▶ _WHAT YOU HAVE TO DO_
Once you reach the end of the data, transcribe all of it exactly.

▶ _SOURCE MATERIAL_
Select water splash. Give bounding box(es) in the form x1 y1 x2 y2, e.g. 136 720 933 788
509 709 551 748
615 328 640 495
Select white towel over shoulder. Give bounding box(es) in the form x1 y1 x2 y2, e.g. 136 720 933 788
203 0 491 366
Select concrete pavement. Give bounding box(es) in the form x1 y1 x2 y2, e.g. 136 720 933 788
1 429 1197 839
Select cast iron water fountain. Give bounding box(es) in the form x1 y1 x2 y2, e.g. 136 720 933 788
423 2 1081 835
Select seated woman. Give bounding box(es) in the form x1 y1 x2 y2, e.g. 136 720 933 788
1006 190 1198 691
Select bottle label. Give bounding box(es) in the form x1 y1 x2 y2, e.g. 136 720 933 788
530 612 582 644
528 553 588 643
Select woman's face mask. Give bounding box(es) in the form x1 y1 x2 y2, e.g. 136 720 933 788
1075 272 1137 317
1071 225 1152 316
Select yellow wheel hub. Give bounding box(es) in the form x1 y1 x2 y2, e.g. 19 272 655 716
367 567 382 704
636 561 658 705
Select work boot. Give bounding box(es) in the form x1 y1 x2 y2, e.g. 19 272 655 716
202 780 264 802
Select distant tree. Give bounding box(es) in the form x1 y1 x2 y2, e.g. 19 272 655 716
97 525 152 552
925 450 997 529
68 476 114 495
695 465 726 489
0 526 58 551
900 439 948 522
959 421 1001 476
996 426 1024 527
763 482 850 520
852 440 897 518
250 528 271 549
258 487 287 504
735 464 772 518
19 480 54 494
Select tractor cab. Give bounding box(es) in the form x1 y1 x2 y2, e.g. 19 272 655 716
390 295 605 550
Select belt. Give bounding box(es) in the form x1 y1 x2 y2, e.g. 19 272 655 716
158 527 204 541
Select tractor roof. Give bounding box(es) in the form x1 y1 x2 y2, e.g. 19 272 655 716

▶ _RESPONSE AREA_
Select water splash. Give bounding box(es) in the form x1 y1 x2 y2, e.g. 136 720 933 788
509 709 551 748
615 328 640 495
Select white towel over shoulder. Give bounding box(es) in the form x1 y1 x2 y2, e.g. 136 720 933 788
203 0 491 366
Select concrete pavement. Give bounding box(es) in the form x1 y1 x2 y2, e.g. 136 720 933 788
1 429 1197 839
Select cast iron water fountain. Give bounding box(es) in the form x1 y1 x2 y2, e.g. 136 720 933 788
423 2 1081 835
Select seated woman. Give bounding box(es) in the form x1 y1 x2 y2, e.g. 136 720 933 788
1006 190 1198 691
Select bottle label. Give bounding box(es) in the form x1 y1 x2 y2, e.g. 136 720 933 788
530 612 582 644
528 553 588 643
Select woman's face mask. Give bounding box(es) in the form x1 y1 x2 y2, e.g. 136 720 933 788
1075 272 1137 317
1071 225 1152 316
Select yellow wheel hub. Give bounding box(es) in the form x1 y1 x2 y2, e.g. 19 272 655 716
367 567 382 704
636 561 658 705
Select work boot. Give bounding box(es) in the form x1 y1 x2 y2, e.g. 19 272 655 716
202 780 264 802
Select distant tree. Give bounding box(es) in the form x1 y1 x2 y2, e.g. 19 272 655 716
97 525 152 552
925 450 997 529
68 476 114 495
695 465 726 489
0 526 58 551
900 439 948 522
959 421 1001 476
996 426 1024 527
763 482 850 520
852 440 897 518
250 528 271 549
258 487 287 504
735 464 772 518
19 480 54 494
Select tractor cab. Give bounding box(es) in the form x1 y1 x2 y2, e.g. 19 272 655 716
390 295 605 550
Select belt. Give bounding box(es) in the form x1 y1 x2 y2, e.g. 19 272 655 716
158 527 204 541
Select tractor roof. Give bounding box(es) in the form x1 y1 x2 y2, e.g. 19 272 655 716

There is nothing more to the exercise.